• Work to be completed: Reproduce, please, the line that holds "Provide a phrase" and all later lines through the end of the entries below, exactly; omit pictures.

• Material for this exercise:
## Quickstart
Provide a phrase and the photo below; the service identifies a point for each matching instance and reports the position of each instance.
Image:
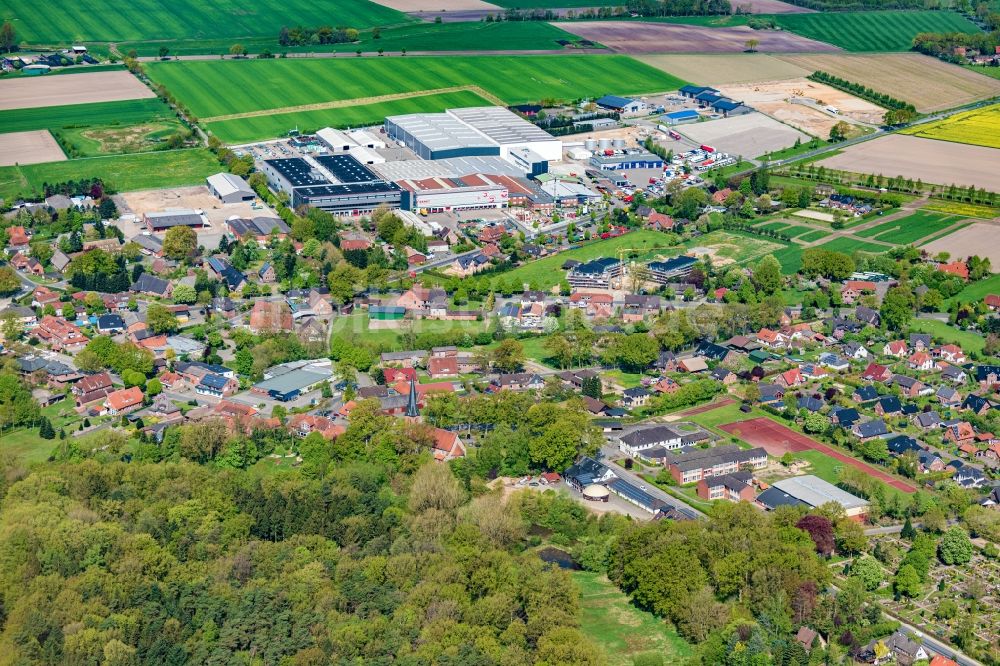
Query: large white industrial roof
(502, 126)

• Written solution:
Provide a phrase and the photo below; the service identifies a point for each matching instance and reports the position of each instance.
Image:
Query: large white industrial roof
(502, 126)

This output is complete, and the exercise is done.